(Beginning of EXCERPTED TEXT)

The Lancet Infectious Diseases, Early Online Publication, 17 October 2013
doi:10.1016/S1473-3099(13)70226-3 Cite or Link Using DOI
This article can be found in the following collections: Infectious Diseases (HIV/AIDS)
Copyright © 2013 Elsevier Ltd All rights reserved.
Original Text
Kenneth K Mugwanya MBChB a b, Deborah Donnell PhD c d, Prof Connie Celum MD a d e, Katherine K Thomas MS d, Patrick Ndase MBChB d, Nelly Mugo MBChB d f g, Prof Elly Katabira MBChB h, Kenneth Ngure PhD d g i, Dr Jared M Baeten MD a d e, for the Partners PrEP Study Team†
Summary
Background
Scarce data are available to assess sexual behaviour of individuals using antiretroviral pre-exposure prophylaxis for HIV prevention. Increased sexual risk taking by individuals using effective HIV prevention strategies, like pre-exposure prophylaxis, could offset the benefits of HIV prevention. We studied whether the use of pre-exposure prophylaxis in HIV-uninfected men and women in HIV-serodiscordant couples was associated with increased sexual risk behaviour.
Methods
We undertook a longitudinal analysis of data from the Partners PrEP Study, a double-blind, randomised, placebo-controlled trial of daily oral pre-exposure prophylaxis among HIV-uninfected partners of heterosexual HIV-serodiscordant couples (n=3163, ≥18 years of age). Efficacy for HIV prevention was publicly reported in July 2011, and participants continued monthly follow-up thereafter. We used regression analyses to compare the frequency of sex—unprotected by a condom—during the 12 months after compared with the 12 months before July 2011, to assess whether knowledge of pre-exposure prophylaxis efficacy for HIV prevention caused increased sexual risk behaviour.

(End of EXCERPTED TEXT)
(Beginning of DATA PROVIDED)

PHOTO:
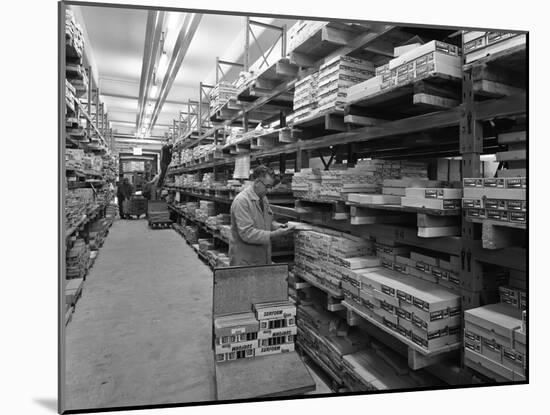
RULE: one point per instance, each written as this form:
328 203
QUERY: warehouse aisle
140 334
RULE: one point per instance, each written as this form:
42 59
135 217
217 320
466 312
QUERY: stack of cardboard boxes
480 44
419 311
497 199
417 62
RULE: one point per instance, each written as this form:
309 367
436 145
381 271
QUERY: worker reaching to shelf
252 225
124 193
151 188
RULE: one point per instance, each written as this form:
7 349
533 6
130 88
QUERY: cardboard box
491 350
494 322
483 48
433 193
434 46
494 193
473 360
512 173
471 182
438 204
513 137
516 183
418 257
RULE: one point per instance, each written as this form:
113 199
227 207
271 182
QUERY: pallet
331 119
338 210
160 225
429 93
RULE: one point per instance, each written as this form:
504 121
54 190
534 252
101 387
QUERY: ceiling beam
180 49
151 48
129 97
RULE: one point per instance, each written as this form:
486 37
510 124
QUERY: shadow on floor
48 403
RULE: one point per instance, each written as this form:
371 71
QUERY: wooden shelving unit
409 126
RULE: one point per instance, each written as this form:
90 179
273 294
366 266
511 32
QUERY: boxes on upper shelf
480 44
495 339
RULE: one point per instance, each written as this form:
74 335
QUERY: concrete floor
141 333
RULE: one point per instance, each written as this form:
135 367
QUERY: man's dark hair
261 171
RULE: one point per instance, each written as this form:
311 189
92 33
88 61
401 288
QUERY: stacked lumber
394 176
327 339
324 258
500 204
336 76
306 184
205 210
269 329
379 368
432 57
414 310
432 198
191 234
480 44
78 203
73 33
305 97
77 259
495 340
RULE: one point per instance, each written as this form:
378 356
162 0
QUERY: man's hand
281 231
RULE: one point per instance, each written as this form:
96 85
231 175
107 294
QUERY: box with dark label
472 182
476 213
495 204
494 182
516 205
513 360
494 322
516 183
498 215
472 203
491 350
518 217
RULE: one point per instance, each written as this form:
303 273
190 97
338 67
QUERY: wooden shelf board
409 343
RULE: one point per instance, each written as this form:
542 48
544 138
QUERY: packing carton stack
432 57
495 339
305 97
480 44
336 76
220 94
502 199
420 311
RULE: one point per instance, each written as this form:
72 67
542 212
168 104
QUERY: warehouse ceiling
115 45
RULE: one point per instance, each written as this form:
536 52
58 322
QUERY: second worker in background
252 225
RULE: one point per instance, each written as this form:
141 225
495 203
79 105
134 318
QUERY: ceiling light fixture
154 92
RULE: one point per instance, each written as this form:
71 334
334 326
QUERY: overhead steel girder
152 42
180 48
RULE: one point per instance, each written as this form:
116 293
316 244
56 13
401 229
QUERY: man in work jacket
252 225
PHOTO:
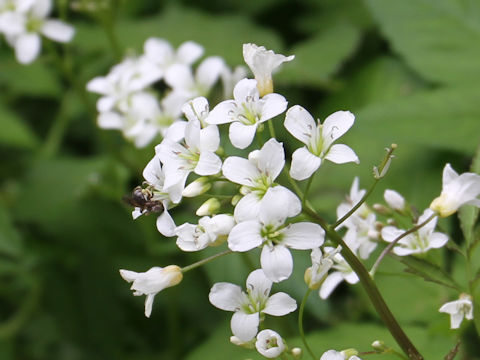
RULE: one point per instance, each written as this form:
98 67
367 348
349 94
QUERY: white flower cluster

(End of DATA PROVIDED)

== ASSIGNMENT A ==
Answer these from the pre-exposure prophylaxis abstract, one line each:
(i) In what month and year was the efficacy of pre-exposure prophylaxis for HIV prevention publicly reported?
(ii) How many participants does the abstract give for the Partners PrEP Study?
(iii) In which collection can the article be found?
== ASSIGNMENT B ==
Give the full name of every author of the pre-exposure prophylaxis abstract who is listed with the degree MBChB.
== ASSIGNMENT C ==
Carry the pre-exposure prophylaxis abstract forward from its last sentence.

== TASK RESULT A ==
(i) July 2011
(ii) 3163
(iii) Infectious Diseases (HIV/AIDS)

== TASK RESULT B ==
Kenneth K Mugwanya
Patrick Ndase
Nelly Mugo
Elly Katabira

== TASK RESULT C ==
Results
We analysed 56 132 person-months from 3024 HIV-uninfected individuals (64% male). The average frequency of unprotected sex with the HIV-infected study partner was 59 per 100 person-months before unmasking versus 53 after unmasking; we recorded no immediate change (p=0·66) or change over time (p=0·25) after July, 2011. We identified a significant increase in unprotected sex with outside partners after July, 2011, but the effect was small (average of 6·8 unprotected sex acts per year vs 6·2 acts in a predicted counterfactual scenario had patients remained masked, p=0·04). Compared with before July, 2011, we noted no significant increase in incident sexually transmitted infections or pregnancy after July, 2011.
Interpretation
Pre-exposure prophylaxis, provided as part of a comprehensive prevention package, might not result in substantial changes in risk-taking sexual behaviour by heterosexual couples.
Funding
The Bill & Melinda Gates Foundation and the US National Institute of Mental Health.